EXERCISE GOAL
The reply should contain only the lines from the start of the records through the line with "box: [0, 0, 525, 344]", reproduced verbatim and without pictures.
········
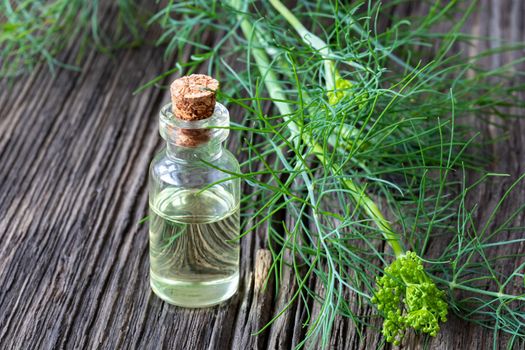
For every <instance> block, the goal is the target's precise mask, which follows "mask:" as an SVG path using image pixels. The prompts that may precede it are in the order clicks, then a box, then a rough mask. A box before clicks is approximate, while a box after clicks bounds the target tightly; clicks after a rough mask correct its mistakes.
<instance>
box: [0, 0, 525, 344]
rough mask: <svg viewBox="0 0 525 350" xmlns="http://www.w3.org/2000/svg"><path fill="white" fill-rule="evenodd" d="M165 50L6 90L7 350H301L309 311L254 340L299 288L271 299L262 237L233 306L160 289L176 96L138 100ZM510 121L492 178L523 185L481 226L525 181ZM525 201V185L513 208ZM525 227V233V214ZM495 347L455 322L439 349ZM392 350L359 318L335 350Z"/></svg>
mask: <svg viewBox="0 0 525 350" xmlns="http://www.w3.org/2000/svg"><path fill="white" fill-rule="evenodd" d="M479 7H480V12H479V14H478V15H476V16H475V17H474V20H473V21H471V23H470V24H469V28H471V31H472V32H473V33H477V34H481V35H485V34H490V35H493V36H496V37H504V38H508V39H513V40H522V41H523V40H524V38H525V24H524V18H525V16H524V14H525V3H524V2H523V1H521V0H506V1H498V0H484V1H481V3H480V6H479ZM419 10H420V6H419V5H418V3H416V2H414V3H413V4H412V6H404V7H399V8H396V9H395V11H398V14H400V15H403V14H404V15H406V14H408V13H417V11H419ZM475 49H476V48H475V47H474V48H470V50H475ZM76 50H77V48H76V47H72V48H70V49H69V50H68V51H67V52H66V53H65V55H64V56H63V57H62V58H63V59H65V60H68V59H71V58H72V57H74V55H75V53H76ZM162 52H163V51H162V49H161V48H154V47H152V46H142V47H141V48H138V49H130V50H121V51H118V52H117V53H116V54H115V55H114V56H113V57H109V56H105V55H103V54H100V53H96V52H91V53H90V54H89V55H88V57H87V58H86V61H85V63H84V64H83V68H82V71H81V72H80V73H79V72H74V71H71V70H63V69H62V70H59V71H58V72H57V73H56V75H54V76H53V75H51V74H50V72H49V71H48V69H47V68H46V67H44V66H40V67H38V68H37V69H36V71H35V72H34V73H32V74H31V75H28V76H25V77H20V78H18V79H17V81H16V82H15V83H14V85H13V86H9V84H8V83H7V82H5V81H4V82H2V84H1V85H0V86H1V90H0V179H1V183H0V185H1V191H0V237H1V242H2V244H1V245H0V286H1V287H0V288H1V290H0V349H56V348H62V349H77V348H82V349H95V348H105V349H128V348H134V349H158V348H167V349H243V350H246V349H290V348H291V347H293V346H294V345H295V344H297V343H298V342H299V341H300V339H301V338H302V337H303V336H304V334H305V332H306V330H307V329H306V328H304V327H303V326H302V323H303V322H304V320H305V317H306V313H305V309H304V304H303V303H302V302H300V303H298V304H294V305H293V306H292V307H291V308H289V309H288V311H286V312H285V313H284V314H283V316H282V317H281V318H279V319H278V320H277V321H276V322H275V323H274V324H273V325H272V326H271V327H270V328H269V329H268V330H267V331H265V332H264V333H263V334H262V335H260V336H259V337H255V336H252V333H253V332H255V331H256V330H257V329H259V328H260V327H261V326H262V325H264V324H265V323H266V322H267V321H268V320H270V318H271V317H272V316H273V315H274V314H275V313H276V312H278V311H279V310H281V309H282V308H283V306H284V305H286V303H287V301H288V300H289V298H290V297H291V295H292V294H293V293H294V290H295V288H296V285H295V284H294V283H284V284H283V285H282V286H283V287H282V288H281V289H280V291H279V293H278V294H276V295H274V293H273V290H272V289H271V288H269V289H266V290H264V289H263V288H261V281H263V280H264V278H265V276H266V274H267V271H268V267H269V266H268V265H269V261H268V253H267V251H266V250H264V247H265V242H264V239H263V238H262V237H261V235H260V234H259V233H253V234H250V235H248V236H246V237H245V238H244V239H243V240H242V277H241V285H240V290H239V292H238V293H237V294H236V295H235V297H233V299H231V300H230V301H228V302H226V303H224V304H223V305H221V306H219V307H215V308H210V309H202V310H188V309H182V308H177V307H174V306H170V305H168V304H166V303H164V302H162V301H161V300H160V299H158V298H157V297H156V296H155V295H154V294H153V293H152V292H151V290H150V288H149V285H148V229H147V225H146V224H139V221H140V220H141V218H143V217H144V216H145V215H147V191H146V190H147V188H146V186H147V169H148V163H149V161H150V160H151V158H152V157H153V155H154V153H155V152H156V151H157V150H158V148H159V147H160V145H161V139H160V137H159V135H158V126H157V125H158V124H157V118H158V110H159V108H160V106H161V105H163V104H164V103H166V102H167V101H168V97H167V94H166V92H165V91H161V90H159V89H156V88H150V89H148V90H146V91H145V92H143V93H141V94H139V95H136V96H133V95H132V91H133V90H134V89H136V88H137V87H139V86H141V85H142V84H144V83H146V82H147V81H148V80H150V79H151V78H153V77H154V76H156V75H157V74H159V73H160V72H162V71H163V70H165V69H166V68H167V67H168V66H169V64H170V63H169V62H168V63H163V61H162ZM518 54H519V53H518ZM510 58H512V57H506V56H502V57H499V58H495V59H494V60H493V61H489V62H487V64H491V65H499V64H501V63H502V62H504V61H505V60H508V59H510ZM514 58H515V57H514ZM515 112H516V111H515ZM517 112H518V113H521V114H523V110H522V111H517ZM505 123H506V125H507V126H508V127H509V130H508V132H509V137H508V138H507V139H506V140H504V141H503V142H501V143H499V144H497V145H495V146H492V152H493V153H494V155H495V156H496V159H497V162H495V163H494V164H492V165H491V168H492V169H494V170H495V171H498V172H506V173H509V174H511V175H512V176H511V177H509V178H496V179H494V180H492V181H491V182H490V183H489V185H488V186H486V187H484V189H483V190H482V191H481V192H480V193H479V203H480V204H481V205H482V210H481V213H482V217H481V219H483V215H486V214H488V213H489V211H490V209H491V208H493V206H494V203H495V201H496V200H497V198H499V197H500V196H501V195H502V193H503V192H504V190H505V189H506V188H507V187H508V186H509V184H510V183H511V182H512V179H515V178H516V177H517V176H518V175H520V174H521V173H523V172H524V171H525V121H523V120H519V121H518V120H507V121H506V122H505ZM480 128H481V130H482V131H483V132H484V133H485V134H486V135H490V134H491V133H493V130H489V129H487V128H486V127H484V126H482V124H480ZM230 148H235V145H230ZM249 190H250V189H249V187H245V191H249ZM524 194H525V186H524V185H523V183H522V184H520V185H519V187H518V189H517V190H516V191H514V192H513V194H512V197H511V198H510V200H509V201H508V202H507V204H506V205H507V207H506V208H505V210H509V211H510V210H512V209H513V208H515V207H513V206H517V205H519V203H522V202H523V201H524V200H525V195H524ZM483 213H485V214H483ZM517 224H521V225H523V224H525V215H521V217H519V218H517ZM513 234H514V235H516V236H520V237H521V236H522V235H523V232H514V233H513ZM523 249H525V247H524V248H523ZM290 274H291V271H289V270H286V269H285V272H284V275H283V278H284V279H285V280H287V279H289V280H292V278H290ZM308 283H309V284H310V285H311V286H317V288H320V287H319V286H320V284H319V283H317V281H315V280H313V279H312V280H310V281H309V282H308ZM308 303H312V301H311V300H309V301H308ZM356 307H357V306H356ZM315 310H317V311H315ZM314 311H315V312H318V311H319V310H318V308H317V309H315V308H314ZM361 311H362V312H363V313H365V314H366V313H371V312H373V311H372V310H371V309H368V308H366V307H364V308H363V309H362V310H361ZM492 336H493V334H492V332H491V331H490V330H486V329H483V328H480V327H477V326H475V325H472V324H467V323H465V322H463V321H461V320H460V319H458V318H457V317H451V319H450V321H449V322H448V323H446V325H444V327H443V330H442V332H441V333H440V334H439V335H438V337H436V338H435V339H433V340H431V342H430V345H431V346H430V348H432V349H484V348H488V347H491V344H492ZM507 340H508V339H507V338H506V337H501V338H499V340H498V341H497V342H501V344H502V346H503V345H504V344H505V343H506V341H507ZM381 344H382V340H381V336H380V335H379V334H378V332H377V331H376V330H374V329H370V330H366V331H365V333H364V334H363V338H359V336H358V335H357V333H356V332H355V329H354V326H353V324H352V322H351V321H350V320H347V319H342V318H338V319H337V321H336V323H335V326H334V329H333V336H332V341H331V348H333V349H376V348H377V347H380V346H381ZM311 345H313V348H316V347H317V346H316V345H315V344H311ZM423 345H424V341H423V339H422V338H420V337H414V336H410V337H408V339H407V341H406V346H407V347H408V348H420V347H423ZM515 345H516V346H519V345H518V344H515ZM387 348H388V346H387Z"/></svg>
········
OUTPUT
For every <instance> block, the goal is the target's precise mask, which follows "mask:" as an SVG path using image pixels. The prompts that may precede it are in the order clicks, then a box, then a rough mask. A box before clicks is approximate, while a box after clicks bounds the target tightly; clicks after a rough mask correct its mistakes.
<instance>
box: [0, 0, 525, 344]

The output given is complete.